▶ **What is needed**
Using the records below, locate all lines containing "hand" and return them.

▶ **Source data**
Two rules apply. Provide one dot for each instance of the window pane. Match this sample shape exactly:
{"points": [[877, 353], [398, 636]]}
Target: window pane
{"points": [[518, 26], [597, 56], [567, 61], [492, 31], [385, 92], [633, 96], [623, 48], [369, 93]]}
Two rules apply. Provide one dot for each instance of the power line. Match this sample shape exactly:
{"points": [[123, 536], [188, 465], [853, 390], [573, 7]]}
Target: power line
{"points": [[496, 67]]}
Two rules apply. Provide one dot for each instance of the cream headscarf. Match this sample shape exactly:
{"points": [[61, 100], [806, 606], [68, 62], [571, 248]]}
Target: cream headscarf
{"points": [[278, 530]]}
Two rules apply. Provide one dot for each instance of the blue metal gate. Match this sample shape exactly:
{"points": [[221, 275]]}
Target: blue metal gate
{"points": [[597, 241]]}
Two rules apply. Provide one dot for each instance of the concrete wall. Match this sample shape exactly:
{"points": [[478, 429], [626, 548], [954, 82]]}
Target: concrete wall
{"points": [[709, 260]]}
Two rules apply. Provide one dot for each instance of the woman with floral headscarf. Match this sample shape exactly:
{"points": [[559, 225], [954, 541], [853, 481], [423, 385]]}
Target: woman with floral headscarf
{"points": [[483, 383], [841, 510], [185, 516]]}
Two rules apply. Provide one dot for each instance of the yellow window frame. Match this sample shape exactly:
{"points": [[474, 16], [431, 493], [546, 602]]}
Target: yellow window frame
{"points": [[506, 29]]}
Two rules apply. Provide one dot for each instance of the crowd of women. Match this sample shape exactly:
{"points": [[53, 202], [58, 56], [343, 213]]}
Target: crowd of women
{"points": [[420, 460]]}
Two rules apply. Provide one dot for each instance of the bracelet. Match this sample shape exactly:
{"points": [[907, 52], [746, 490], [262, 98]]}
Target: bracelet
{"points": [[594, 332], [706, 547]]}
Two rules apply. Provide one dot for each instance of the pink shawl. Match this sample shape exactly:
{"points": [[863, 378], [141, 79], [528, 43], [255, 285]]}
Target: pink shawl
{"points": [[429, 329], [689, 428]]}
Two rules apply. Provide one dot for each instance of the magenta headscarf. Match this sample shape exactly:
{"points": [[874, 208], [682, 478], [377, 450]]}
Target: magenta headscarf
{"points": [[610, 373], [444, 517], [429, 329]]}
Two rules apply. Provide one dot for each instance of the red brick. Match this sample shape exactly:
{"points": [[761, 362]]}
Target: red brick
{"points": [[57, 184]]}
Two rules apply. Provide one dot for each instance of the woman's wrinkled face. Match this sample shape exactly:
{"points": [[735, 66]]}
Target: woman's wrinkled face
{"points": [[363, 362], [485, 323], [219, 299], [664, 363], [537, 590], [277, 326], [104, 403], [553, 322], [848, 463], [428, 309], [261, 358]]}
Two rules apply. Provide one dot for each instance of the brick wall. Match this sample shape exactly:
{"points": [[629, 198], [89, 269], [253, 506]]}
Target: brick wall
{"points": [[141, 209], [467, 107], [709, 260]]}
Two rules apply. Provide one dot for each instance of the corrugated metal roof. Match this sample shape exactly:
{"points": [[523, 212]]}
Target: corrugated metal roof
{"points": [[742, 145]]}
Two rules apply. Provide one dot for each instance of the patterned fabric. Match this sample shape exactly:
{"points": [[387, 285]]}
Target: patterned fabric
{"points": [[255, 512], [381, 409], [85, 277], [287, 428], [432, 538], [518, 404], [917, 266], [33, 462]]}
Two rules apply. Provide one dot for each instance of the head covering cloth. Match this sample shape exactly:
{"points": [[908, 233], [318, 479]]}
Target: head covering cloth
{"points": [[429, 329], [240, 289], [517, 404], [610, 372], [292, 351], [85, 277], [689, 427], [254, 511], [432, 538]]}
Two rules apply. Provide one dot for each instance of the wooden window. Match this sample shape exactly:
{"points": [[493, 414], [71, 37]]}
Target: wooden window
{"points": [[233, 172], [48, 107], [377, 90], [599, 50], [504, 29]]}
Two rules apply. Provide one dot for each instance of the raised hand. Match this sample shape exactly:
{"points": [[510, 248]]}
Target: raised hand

▶ **Completed exercise**
Two rules apply. Provide one dot for each instance of the raised hand. Match this sample shape exactly:
Target: raised hand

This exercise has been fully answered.